Below are the entries; output exactly the lines from the one containing "Expected: for every instance of the stage" through the final line, inclusive.

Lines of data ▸
● ● ●

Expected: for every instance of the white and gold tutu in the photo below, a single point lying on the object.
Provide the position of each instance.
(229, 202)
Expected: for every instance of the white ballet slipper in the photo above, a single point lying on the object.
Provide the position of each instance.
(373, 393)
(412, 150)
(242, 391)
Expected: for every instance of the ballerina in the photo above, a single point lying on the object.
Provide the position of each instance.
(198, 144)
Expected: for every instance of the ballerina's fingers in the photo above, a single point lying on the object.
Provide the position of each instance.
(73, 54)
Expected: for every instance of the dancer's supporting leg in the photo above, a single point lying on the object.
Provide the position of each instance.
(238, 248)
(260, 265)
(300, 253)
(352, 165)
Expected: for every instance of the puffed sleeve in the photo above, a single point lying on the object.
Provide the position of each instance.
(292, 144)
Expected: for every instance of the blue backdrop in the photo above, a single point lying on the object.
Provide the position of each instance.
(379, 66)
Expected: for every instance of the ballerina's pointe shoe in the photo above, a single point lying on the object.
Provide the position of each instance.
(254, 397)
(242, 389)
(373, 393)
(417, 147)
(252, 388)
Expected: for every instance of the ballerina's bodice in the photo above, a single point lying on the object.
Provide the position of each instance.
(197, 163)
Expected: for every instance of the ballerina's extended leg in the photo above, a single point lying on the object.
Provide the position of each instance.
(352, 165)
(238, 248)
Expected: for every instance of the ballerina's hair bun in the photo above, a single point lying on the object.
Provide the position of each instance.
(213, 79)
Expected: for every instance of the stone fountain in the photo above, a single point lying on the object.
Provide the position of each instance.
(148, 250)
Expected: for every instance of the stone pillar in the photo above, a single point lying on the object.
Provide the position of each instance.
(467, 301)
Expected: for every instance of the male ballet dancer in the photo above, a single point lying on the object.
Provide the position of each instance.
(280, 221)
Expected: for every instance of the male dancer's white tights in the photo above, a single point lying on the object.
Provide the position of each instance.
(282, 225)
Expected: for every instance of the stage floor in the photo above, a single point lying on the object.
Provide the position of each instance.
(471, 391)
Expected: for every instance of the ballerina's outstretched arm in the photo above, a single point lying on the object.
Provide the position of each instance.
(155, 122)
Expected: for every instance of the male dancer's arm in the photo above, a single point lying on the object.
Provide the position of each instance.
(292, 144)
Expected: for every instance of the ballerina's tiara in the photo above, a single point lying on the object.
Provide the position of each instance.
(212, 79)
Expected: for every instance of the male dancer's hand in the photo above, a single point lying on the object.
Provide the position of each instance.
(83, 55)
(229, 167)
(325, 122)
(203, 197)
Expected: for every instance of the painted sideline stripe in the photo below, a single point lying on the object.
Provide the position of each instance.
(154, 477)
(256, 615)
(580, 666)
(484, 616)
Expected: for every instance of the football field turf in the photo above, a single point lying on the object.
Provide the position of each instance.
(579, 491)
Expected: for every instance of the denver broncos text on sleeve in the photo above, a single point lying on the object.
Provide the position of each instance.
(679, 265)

● ● ●

Correct output ▸
Expected: for every instance of the stage floor in the photo above, a single point lying on the object.
Provide the position of each instance.
(471, 391)
Expected: for every instance of the ballerina's outstretched arm in the photo above, a single point lying on the object.
Provide the position of each instance.
(155, 122)
Expected: for every instance of the male dancer's arm in the photo above, a single point lying on the object.
Provide the position of each instance.
(292, 144)
Expected: for every instance of the ballerina's tiara in the photo above, a single point lying on the object.
Provide the position of each instance.
(212, 79)
Expected: for every instance of the male dancer's hand in the photo above, a single point lying on the object.
Provide the position of each instance.
(83, 55)
(229, 167)
(325, 122)
(203, 197)
Expected: for every instance of the painted sideline stripe in the photo below, a single point lying on the object.
Provide the position of each instance.
(154, 477)
(256, 615)
(580, 666)
(484, 616)
Expected: for every instance of the football field turf in the photo above, a single point lying on the object.
Provide the position of each instance.
(579, 491)
Expected: for every instance of the denver broncos text on sleeve in the photo above, a single point lying on the object.
Provide the position of each instance.
(679, 265)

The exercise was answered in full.